## TRY IT
Go through the records and copy each line where the word "shirt" occurs.

## GIVEN RECORDS
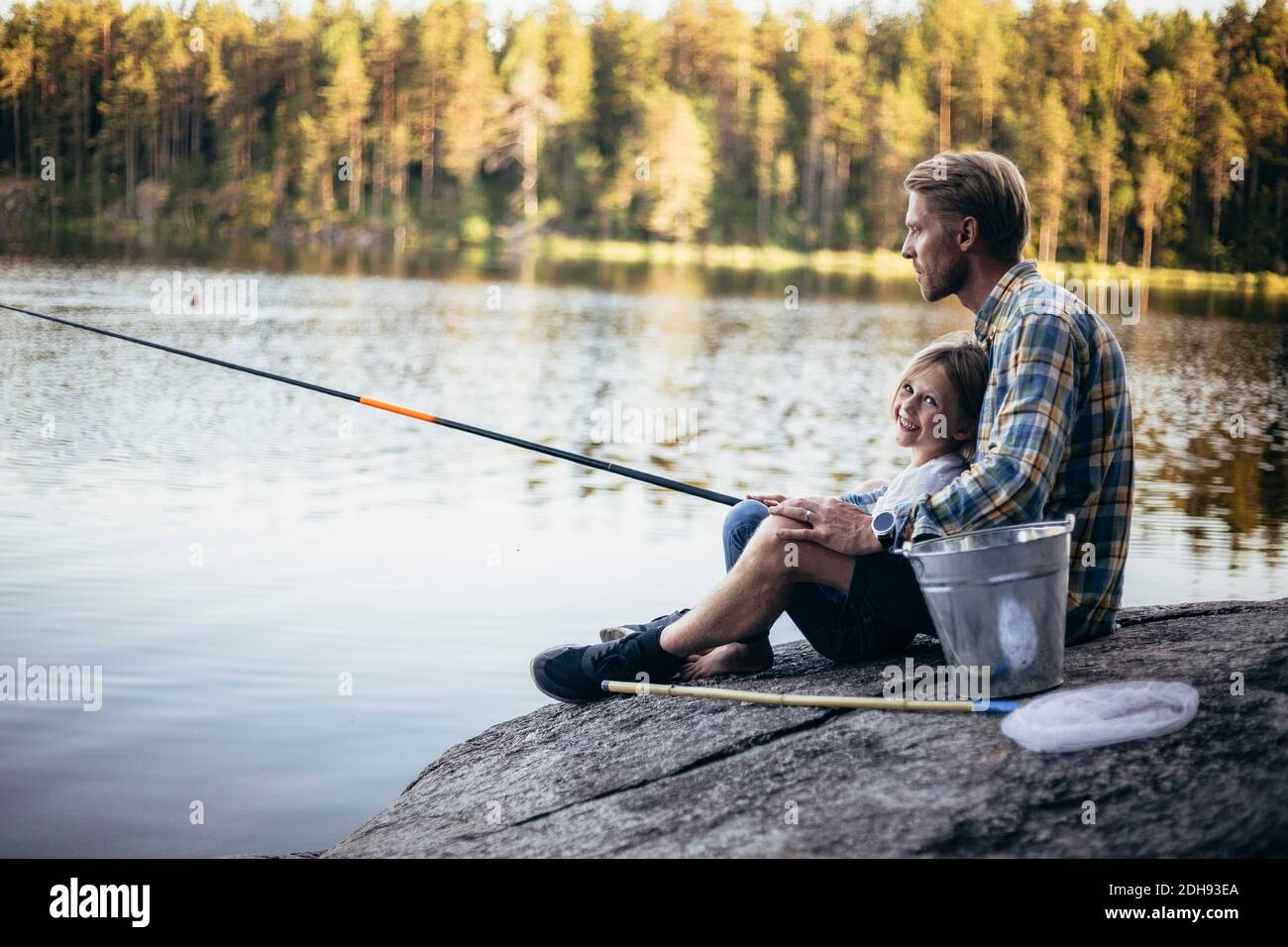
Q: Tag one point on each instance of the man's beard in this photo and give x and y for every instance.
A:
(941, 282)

---

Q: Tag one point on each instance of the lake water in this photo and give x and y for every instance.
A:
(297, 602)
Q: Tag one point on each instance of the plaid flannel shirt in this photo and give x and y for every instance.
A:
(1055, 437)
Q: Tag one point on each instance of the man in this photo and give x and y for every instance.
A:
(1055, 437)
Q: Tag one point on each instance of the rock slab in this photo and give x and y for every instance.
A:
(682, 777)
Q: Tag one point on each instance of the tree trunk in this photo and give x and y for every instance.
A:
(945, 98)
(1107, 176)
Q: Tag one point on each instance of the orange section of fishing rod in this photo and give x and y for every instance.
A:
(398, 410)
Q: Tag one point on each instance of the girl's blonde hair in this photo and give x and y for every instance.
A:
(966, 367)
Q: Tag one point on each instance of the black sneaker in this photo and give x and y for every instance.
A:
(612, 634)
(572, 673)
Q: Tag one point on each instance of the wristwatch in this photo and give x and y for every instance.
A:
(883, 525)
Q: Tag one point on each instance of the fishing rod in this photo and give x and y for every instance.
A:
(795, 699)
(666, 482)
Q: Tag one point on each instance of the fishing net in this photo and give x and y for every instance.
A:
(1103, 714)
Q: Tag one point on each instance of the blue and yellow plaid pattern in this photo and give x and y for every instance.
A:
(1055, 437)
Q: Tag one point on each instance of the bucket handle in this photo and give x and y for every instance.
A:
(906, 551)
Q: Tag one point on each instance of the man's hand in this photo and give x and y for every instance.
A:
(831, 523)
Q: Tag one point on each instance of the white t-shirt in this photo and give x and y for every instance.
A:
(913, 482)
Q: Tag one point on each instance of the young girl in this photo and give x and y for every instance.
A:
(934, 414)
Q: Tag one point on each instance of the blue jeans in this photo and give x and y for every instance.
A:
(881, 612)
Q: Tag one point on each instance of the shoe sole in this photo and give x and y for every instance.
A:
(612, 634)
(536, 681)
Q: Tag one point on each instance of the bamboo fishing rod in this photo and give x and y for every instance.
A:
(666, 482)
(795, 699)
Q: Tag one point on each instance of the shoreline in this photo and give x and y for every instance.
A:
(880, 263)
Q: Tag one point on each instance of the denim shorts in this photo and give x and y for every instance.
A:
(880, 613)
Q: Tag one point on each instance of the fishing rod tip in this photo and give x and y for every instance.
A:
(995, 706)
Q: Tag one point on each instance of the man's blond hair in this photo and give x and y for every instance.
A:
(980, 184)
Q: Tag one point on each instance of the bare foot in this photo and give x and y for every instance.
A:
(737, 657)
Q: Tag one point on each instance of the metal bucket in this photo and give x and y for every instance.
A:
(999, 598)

...

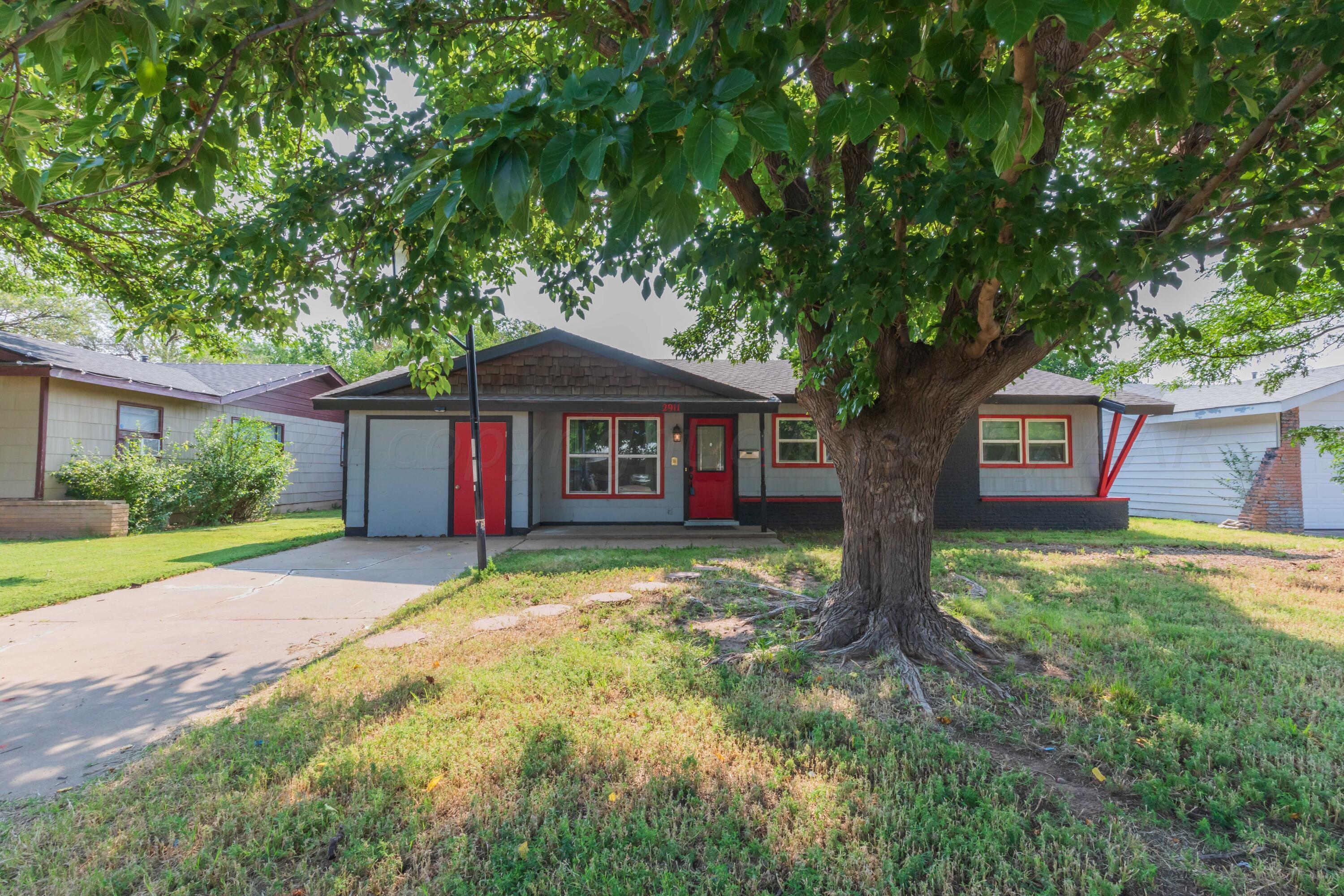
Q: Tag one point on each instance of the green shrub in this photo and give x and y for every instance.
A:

## THE ANSWER
Q: Tag one point on each instance of the plaid flannel shirt in this photo and give x and y for every instance.
Q: Tag one point on each instance of the white t-shirt in this photo and give x and y for every instance.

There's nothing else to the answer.